> [Action item]
Below are entries; work out how many of their lines hold "style", giving only that number.

> [Data section]

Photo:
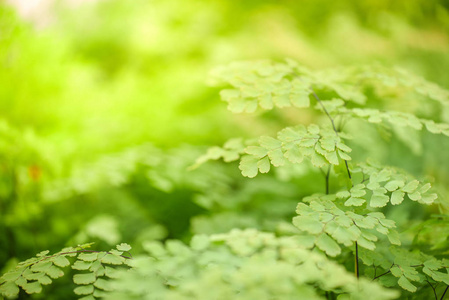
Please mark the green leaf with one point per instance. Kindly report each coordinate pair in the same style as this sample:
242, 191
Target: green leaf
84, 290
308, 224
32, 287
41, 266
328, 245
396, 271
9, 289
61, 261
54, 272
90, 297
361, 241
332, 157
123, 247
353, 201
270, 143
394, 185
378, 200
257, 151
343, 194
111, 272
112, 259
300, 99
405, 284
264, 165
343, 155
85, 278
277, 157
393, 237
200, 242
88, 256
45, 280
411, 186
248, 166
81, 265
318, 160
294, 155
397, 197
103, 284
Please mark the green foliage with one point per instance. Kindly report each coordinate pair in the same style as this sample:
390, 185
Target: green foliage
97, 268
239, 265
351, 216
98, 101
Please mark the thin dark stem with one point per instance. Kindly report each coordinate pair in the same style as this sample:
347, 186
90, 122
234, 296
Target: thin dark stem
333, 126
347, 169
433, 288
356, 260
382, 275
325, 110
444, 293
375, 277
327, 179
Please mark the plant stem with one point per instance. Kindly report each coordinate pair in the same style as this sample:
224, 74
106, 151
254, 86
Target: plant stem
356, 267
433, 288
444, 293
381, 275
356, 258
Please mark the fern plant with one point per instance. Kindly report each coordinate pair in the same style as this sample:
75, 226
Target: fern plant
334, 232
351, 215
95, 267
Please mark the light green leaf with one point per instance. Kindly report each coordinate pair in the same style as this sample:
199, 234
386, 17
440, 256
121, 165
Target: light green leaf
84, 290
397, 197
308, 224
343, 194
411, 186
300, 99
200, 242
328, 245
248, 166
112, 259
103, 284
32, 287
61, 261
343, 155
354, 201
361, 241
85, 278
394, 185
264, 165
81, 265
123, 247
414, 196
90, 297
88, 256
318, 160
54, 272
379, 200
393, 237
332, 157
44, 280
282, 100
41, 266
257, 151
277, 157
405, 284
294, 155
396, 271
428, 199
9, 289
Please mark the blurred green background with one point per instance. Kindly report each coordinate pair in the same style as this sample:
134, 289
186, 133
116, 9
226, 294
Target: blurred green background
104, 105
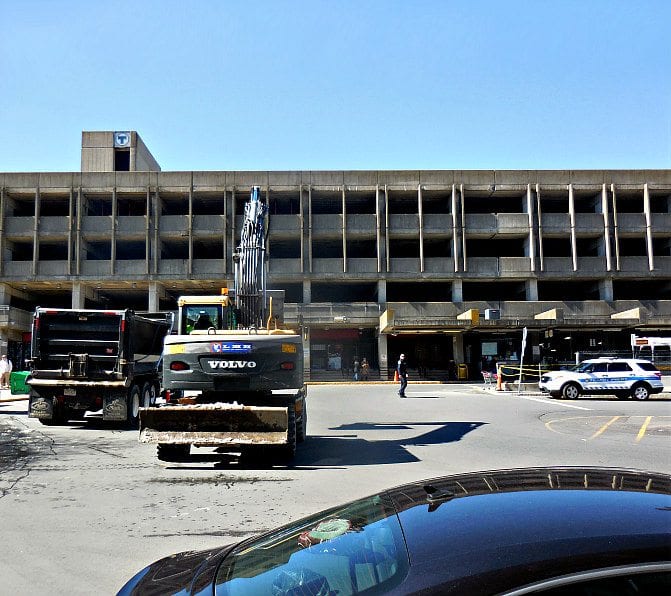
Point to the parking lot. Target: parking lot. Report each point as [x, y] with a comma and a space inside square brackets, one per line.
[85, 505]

* * *

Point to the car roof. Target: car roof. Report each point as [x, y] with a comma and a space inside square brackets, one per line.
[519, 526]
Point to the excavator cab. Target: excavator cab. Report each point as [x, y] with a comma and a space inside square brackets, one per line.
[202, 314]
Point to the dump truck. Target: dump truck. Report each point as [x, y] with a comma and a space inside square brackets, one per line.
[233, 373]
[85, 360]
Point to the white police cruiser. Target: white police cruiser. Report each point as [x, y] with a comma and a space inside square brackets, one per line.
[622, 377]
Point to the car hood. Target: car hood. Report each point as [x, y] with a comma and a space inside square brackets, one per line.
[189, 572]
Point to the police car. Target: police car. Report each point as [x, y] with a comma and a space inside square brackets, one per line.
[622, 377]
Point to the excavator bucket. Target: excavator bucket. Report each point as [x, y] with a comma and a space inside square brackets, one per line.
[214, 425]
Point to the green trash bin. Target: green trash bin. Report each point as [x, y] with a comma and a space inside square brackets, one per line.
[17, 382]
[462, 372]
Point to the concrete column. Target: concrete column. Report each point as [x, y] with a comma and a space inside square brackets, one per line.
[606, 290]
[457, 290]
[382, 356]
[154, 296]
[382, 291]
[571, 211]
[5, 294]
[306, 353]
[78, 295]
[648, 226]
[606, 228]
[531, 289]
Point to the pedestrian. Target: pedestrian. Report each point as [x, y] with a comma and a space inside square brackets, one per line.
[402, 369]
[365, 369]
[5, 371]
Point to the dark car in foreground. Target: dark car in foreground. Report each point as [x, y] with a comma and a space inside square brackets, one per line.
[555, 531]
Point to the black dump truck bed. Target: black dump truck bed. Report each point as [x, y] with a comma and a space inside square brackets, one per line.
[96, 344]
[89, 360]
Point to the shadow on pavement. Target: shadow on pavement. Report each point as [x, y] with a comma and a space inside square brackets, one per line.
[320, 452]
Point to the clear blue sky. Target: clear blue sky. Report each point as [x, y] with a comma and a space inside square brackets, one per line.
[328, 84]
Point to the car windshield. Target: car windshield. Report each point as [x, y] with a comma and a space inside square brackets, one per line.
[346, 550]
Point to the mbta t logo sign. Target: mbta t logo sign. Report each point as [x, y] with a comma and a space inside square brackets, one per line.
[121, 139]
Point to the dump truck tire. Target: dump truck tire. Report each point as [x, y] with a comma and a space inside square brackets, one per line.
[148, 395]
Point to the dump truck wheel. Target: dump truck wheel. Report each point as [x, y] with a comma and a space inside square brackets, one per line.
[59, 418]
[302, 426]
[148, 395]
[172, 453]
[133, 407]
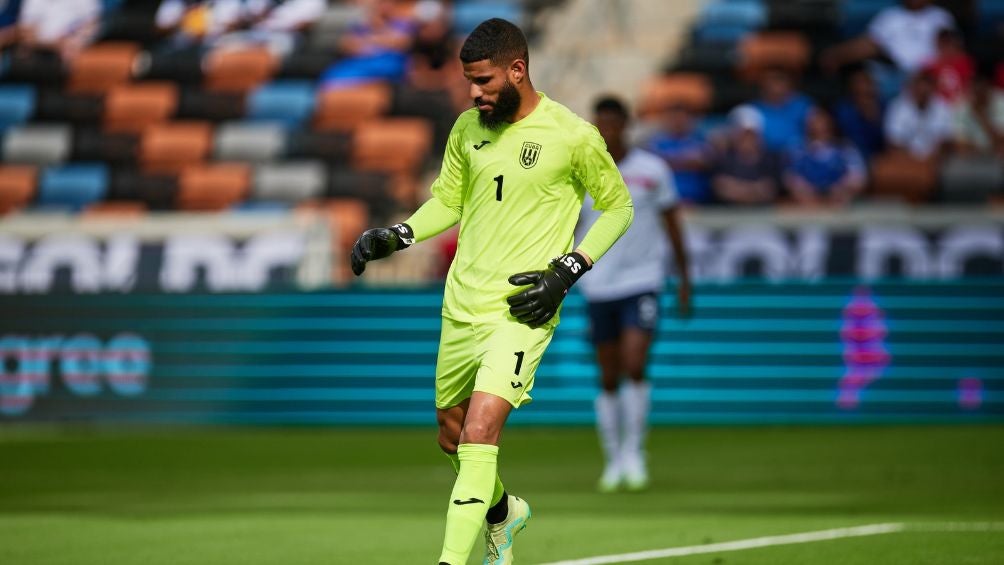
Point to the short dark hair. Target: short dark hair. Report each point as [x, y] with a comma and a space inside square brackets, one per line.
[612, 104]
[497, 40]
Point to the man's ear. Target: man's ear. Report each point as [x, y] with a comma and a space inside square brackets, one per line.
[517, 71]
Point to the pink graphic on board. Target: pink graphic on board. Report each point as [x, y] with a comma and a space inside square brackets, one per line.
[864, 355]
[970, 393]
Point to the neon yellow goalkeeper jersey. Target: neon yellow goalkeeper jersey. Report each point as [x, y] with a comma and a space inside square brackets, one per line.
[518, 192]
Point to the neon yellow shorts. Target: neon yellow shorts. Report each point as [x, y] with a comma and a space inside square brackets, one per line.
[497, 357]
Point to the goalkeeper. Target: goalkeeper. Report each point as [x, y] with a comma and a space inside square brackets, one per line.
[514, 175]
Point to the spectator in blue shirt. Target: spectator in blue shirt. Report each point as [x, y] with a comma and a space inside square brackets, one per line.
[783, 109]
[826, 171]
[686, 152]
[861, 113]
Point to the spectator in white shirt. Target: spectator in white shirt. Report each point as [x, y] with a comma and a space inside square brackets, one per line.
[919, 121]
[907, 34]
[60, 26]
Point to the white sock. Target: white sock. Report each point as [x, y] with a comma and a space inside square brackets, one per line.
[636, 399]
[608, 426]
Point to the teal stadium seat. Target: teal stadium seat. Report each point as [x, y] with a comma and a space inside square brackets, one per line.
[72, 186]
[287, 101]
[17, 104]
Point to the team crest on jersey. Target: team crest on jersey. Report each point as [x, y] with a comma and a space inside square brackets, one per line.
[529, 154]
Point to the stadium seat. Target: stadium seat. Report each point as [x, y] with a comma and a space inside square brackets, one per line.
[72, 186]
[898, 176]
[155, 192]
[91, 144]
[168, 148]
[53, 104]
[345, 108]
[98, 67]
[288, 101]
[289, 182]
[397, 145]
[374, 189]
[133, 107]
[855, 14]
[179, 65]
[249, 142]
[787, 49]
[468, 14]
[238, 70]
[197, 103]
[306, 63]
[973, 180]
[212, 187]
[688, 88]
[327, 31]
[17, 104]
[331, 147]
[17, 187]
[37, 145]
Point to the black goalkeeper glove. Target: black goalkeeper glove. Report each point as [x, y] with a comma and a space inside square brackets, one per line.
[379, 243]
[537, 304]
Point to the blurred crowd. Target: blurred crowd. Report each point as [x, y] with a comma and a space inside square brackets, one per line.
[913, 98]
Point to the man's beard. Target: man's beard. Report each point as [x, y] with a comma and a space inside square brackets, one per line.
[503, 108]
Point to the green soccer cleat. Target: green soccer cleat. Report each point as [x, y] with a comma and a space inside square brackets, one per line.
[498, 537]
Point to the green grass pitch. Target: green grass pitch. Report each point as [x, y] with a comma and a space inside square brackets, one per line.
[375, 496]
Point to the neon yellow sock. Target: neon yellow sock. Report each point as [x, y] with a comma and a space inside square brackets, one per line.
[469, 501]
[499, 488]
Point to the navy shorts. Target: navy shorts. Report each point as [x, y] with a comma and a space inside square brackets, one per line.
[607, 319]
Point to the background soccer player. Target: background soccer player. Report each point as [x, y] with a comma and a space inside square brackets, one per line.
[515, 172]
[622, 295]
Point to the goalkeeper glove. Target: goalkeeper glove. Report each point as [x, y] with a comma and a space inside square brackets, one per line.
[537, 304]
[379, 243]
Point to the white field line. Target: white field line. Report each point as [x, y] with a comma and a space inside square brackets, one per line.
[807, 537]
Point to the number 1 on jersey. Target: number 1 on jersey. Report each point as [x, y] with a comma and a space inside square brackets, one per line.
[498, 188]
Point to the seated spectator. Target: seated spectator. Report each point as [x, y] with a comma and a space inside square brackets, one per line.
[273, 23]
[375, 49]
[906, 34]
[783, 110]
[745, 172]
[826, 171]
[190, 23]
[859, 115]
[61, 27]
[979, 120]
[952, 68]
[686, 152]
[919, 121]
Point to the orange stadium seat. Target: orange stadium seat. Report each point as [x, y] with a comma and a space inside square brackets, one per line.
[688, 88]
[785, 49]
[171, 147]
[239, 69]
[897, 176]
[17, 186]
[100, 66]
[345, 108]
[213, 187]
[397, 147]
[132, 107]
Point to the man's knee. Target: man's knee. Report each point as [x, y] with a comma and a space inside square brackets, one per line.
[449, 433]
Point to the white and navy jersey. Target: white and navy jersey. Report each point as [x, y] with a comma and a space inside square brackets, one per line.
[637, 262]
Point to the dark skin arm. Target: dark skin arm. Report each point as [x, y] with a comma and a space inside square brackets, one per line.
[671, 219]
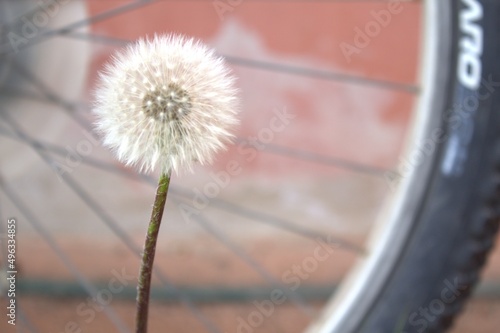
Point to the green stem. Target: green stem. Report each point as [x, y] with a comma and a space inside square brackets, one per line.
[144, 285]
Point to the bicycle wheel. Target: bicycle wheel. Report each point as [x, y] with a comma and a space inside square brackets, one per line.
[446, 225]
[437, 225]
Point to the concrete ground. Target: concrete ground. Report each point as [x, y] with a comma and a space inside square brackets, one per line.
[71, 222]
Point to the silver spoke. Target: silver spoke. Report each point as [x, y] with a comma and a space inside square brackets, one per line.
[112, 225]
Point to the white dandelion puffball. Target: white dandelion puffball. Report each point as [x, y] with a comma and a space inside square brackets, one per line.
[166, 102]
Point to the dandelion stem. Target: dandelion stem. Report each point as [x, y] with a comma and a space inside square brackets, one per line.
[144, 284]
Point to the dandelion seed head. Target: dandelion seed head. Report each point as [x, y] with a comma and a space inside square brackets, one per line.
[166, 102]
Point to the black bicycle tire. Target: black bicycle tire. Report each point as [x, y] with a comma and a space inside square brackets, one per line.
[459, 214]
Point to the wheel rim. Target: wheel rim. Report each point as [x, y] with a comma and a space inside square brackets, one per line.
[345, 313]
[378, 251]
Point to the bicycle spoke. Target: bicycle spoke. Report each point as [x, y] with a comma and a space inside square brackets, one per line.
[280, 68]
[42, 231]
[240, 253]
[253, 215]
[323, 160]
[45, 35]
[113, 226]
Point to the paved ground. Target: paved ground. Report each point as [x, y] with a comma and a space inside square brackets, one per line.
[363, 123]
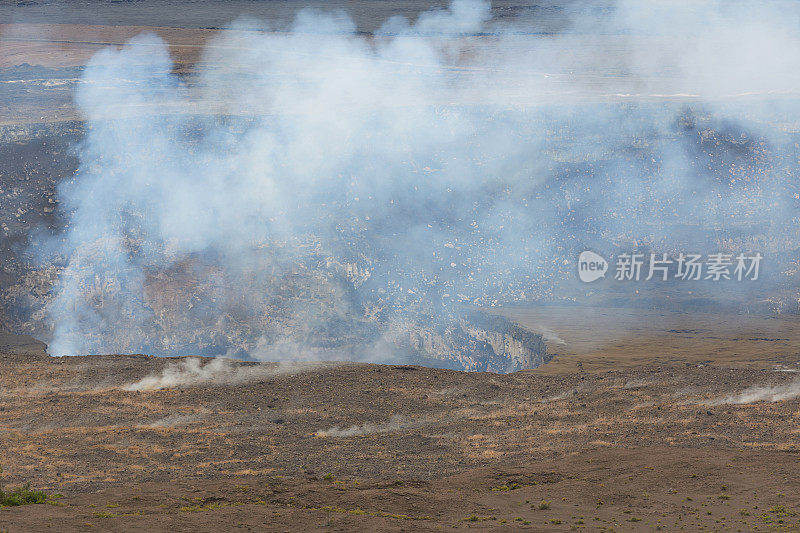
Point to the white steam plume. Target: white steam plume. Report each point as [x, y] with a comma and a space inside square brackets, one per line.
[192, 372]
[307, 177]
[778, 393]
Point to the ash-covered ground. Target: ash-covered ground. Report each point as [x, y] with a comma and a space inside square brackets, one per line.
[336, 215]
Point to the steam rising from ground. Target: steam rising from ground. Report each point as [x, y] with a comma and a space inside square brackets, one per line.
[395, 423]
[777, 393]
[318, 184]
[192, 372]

> [Written solution]
7